» **What to do**
Swap "thickest part" for "widest part" in the items below and reproduce their text with everything else unchanged. Omit the pictures.

####

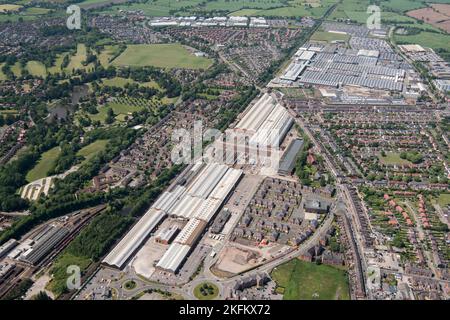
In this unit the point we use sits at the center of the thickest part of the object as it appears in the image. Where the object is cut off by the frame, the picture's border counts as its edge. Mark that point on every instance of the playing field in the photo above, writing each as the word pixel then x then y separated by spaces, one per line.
pixel 426 39
pixel 329 36
pixel 44 164
pixel 77 59
pixel 89 151
pixel 121 82
pixel 392 158
pixel 36 68
pixel 302 280
pixel 9 7
pixel 161 56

####

» **Finished answer**
In this unit the point we use sits at the center of the widest part of the object as it appears in the image. Where the object is cut off by the frame, the picture's border counts as its edge. Mark that point on every instance of the playing field in the photo above, writing each as the word pixel then x then y separated by spaces, one per line.
pixel 426 39
pixel 329 36
pixel 44 164
pixel 77 59
pixel 89 151
pixel 121 82
pixel 392 158
pixel 36 68
pixel 302 280
pixel 9 7
pixel 161 56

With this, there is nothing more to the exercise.